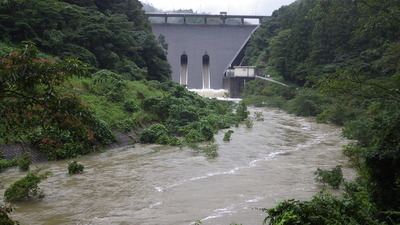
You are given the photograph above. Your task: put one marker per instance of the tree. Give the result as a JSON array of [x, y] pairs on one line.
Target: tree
[[31, 98]]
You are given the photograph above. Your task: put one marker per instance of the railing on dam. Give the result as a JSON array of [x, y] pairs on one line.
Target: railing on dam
[[223, 17]]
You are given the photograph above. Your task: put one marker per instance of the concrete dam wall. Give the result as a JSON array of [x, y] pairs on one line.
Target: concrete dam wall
[[200, 53]]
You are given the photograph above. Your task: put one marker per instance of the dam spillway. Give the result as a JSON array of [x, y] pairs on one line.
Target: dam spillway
[[200, 53]]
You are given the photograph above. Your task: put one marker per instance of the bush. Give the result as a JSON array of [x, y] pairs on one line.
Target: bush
[[57, 144], [249, 123], [241, 111], [227, 135], [5, 164], [24, 162], [25, 188], [103, 132], [131, 106], [75, 168], [5, 219], [333, 177], [324, 208]]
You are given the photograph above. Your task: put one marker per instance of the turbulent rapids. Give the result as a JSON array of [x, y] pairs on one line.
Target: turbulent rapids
[[152, 184]]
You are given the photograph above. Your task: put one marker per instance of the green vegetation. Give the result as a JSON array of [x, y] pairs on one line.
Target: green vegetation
[[227, 135], [26, 187], [5, 219], [352, 208], [74, 168], [24, 162], [341, 61], [333, 177]]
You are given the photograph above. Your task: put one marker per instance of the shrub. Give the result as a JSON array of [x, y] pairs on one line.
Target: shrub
[[5, 219], [131, 106], [259, 116], [324, 208], [333, 177], [57, 144], [103, 132], [25, 188], [24, 162], [193, 136], [75, 168], [249, 123], [5, 164], [241, 111], [227, 135]]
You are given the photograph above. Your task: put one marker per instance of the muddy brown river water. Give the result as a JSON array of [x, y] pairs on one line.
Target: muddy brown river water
[[151, 184]]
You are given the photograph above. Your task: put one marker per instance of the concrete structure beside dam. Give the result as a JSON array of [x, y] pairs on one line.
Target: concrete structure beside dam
[[199, 53]]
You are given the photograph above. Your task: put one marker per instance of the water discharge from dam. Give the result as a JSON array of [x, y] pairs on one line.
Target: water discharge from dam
[[152, 184]]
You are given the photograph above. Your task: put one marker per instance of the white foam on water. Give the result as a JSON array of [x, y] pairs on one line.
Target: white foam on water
[[211, 93]]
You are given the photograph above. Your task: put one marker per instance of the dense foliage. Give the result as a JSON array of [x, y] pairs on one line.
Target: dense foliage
[[341, 59], [33, 103], [5, 219], [113, 35]]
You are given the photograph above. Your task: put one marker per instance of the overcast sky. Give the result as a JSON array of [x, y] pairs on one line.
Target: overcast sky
[[244, 7]]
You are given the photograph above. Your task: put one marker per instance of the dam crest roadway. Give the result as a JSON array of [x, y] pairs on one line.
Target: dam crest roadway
[[201, 47]]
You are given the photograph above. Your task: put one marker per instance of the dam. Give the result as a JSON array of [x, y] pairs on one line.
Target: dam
[[202, 47]]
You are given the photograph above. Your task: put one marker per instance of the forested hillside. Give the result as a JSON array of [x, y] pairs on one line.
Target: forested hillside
[[71, 72], [342, 60]]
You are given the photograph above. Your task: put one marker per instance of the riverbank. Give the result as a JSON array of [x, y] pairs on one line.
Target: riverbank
[[155, 184]]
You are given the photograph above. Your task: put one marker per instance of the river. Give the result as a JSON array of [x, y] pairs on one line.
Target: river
[[151, 184]]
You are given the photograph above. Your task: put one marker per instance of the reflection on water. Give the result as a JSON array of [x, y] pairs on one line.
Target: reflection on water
[[152, 184]]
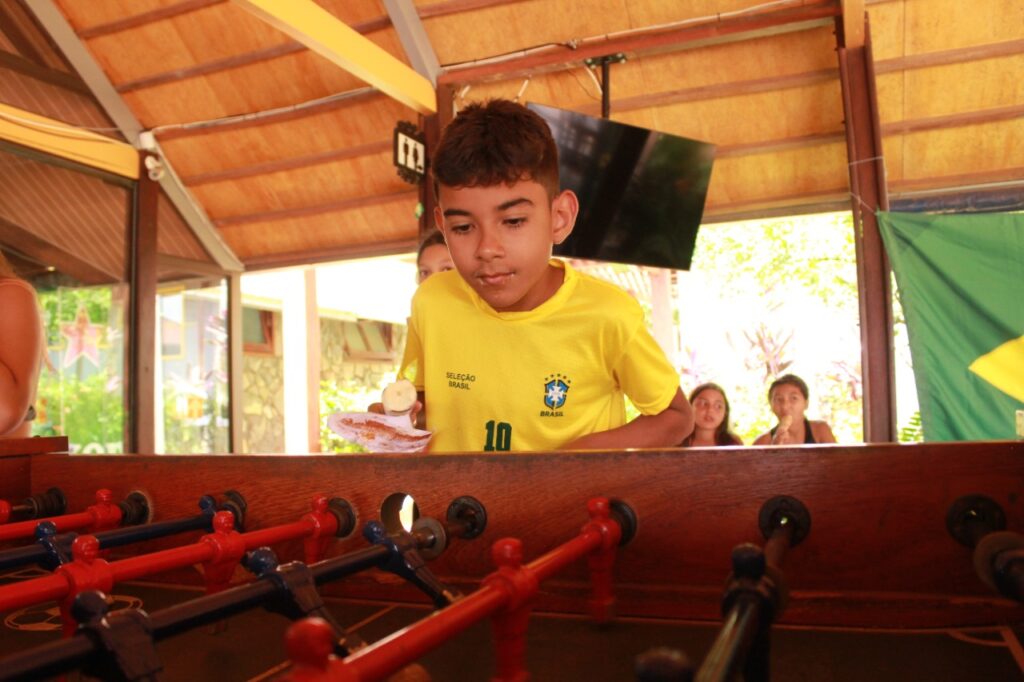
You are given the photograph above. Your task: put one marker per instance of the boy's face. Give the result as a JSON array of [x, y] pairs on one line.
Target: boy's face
[[500, 238]]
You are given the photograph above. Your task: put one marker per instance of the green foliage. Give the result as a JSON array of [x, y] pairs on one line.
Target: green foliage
[[912, 431], [60, 307], [89, 411], [84, 402], [777, 278]]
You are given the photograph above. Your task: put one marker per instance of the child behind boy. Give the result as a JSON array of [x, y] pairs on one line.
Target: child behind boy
[[516, 350]]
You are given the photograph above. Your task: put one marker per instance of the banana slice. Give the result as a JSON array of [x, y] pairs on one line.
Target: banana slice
[[398, 397]]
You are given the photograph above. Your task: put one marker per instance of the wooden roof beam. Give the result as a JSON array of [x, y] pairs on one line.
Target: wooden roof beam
[[237, 60], [414, 38], [320, 209], [315, 28], [813, 13], [59, 139], [266, 118], [853, 23]]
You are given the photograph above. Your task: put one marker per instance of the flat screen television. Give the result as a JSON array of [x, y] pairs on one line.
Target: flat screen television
[[641, 192]]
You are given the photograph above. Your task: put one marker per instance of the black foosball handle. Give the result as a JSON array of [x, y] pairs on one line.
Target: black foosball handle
[[979, 522]]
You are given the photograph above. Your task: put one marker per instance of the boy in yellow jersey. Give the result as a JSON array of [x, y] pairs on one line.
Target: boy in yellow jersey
[[514, 350]]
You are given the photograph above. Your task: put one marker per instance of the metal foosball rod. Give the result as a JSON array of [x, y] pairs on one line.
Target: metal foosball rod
[[755, 596], [121, 644], [979, 522], [52, 549], [50, 503], [102, 515], [505, 595], [219, 552]]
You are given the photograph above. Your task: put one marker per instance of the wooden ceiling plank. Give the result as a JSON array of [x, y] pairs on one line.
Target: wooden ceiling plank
# # # # #
Express the lines of the data between the one holding "the concrete structure" and the one holding "[[199, 53]]", inclusive, as a JSON list of strings with one string per line, leaving out any blank lines.

● **Task answer**:
[
  "You are given the photograph above. Your task: put one marker per instance of the concrete structure beside dam. Give the result as a JSON array of [x, y] pairs on one line.",
  "Target: concrete structure beside dam",
  "[[199, 53]]"
]